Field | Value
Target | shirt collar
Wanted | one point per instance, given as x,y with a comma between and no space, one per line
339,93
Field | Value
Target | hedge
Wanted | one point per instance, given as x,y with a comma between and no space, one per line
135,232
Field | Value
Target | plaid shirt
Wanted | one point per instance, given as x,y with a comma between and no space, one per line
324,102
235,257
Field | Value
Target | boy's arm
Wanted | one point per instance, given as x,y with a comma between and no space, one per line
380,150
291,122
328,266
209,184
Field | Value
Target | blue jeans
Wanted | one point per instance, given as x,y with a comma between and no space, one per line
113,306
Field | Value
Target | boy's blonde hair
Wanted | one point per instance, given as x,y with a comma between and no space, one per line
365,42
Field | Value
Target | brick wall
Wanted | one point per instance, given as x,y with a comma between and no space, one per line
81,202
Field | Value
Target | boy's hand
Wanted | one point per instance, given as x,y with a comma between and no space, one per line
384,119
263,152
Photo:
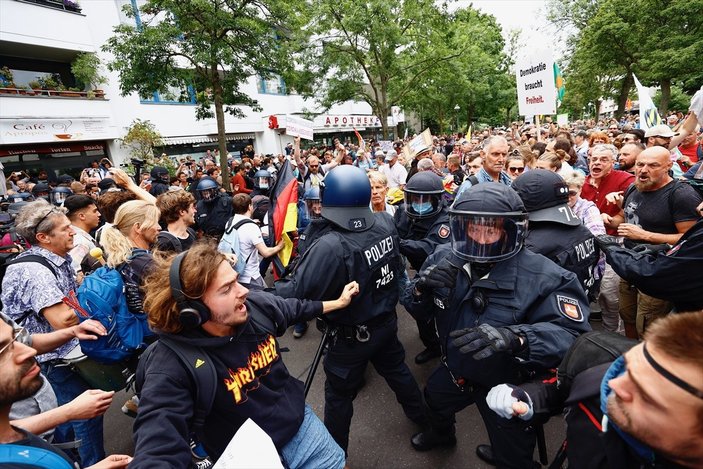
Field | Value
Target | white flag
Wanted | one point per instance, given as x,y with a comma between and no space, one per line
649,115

━━━━

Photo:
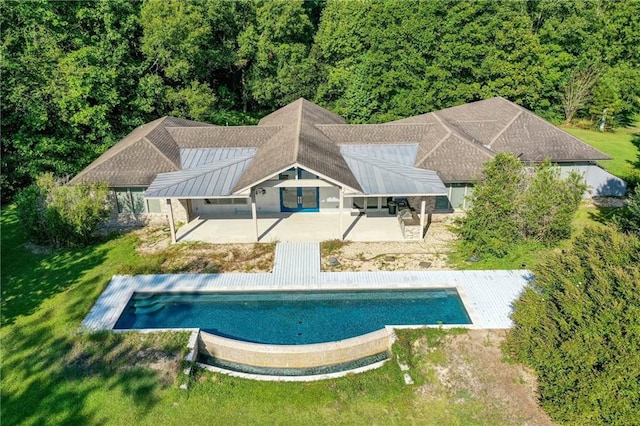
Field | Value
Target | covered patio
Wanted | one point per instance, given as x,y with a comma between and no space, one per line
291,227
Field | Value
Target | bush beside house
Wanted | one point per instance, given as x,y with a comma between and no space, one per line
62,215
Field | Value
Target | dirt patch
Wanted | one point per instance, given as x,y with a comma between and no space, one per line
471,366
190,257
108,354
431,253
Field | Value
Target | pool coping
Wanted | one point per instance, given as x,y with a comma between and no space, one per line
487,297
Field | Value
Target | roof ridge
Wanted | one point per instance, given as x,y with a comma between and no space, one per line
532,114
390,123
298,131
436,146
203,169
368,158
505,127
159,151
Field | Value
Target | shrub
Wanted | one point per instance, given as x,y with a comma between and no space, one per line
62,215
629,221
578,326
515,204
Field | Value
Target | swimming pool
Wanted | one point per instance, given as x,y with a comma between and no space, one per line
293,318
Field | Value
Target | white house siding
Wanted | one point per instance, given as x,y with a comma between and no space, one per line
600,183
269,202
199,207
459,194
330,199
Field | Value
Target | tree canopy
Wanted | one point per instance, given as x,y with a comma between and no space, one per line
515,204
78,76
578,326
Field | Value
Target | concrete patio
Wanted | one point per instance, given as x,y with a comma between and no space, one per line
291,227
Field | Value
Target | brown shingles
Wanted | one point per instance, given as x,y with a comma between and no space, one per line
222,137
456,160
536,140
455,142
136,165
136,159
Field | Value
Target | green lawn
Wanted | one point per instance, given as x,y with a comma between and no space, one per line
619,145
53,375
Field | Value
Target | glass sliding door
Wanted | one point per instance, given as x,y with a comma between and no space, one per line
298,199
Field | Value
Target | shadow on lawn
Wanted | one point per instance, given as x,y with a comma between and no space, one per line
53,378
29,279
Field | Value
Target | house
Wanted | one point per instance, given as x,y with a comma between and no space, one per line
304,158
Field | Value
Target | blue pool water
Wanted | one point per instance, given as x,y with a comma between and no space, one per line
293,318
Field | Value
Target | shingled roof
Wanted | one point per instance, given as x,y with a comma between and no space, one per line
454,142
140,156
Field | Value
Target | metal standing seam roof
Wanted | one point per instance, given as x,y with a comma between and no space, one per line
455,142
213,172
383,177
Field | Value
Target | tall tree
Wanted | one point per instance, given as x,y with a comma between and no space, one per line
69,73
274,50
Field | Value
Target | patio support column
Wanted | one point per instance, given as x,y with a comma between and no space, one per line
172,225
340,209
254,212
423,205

━━━━

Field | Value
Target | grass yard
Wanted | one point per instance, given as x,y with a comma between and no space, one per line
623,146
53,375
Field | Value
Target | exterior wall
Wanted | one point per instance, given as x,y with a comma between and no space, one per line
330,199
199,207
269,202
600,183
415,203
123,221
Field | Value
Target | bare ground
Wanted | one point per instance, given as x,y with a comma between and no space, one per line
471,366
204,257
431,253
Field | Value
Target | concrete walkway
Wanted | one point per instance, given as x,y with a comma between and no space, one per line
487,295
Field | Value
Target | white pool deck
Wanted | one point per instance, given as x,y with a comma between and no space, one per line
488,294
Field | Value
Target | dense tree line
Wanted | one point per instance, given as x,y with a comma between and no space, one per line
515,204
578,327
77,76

━━━━

Exercise details:
From the data, list each line in which the string "tree" appears.

Result for this task:
Target | tree canopy
Target | tall tree
Target | dense tree line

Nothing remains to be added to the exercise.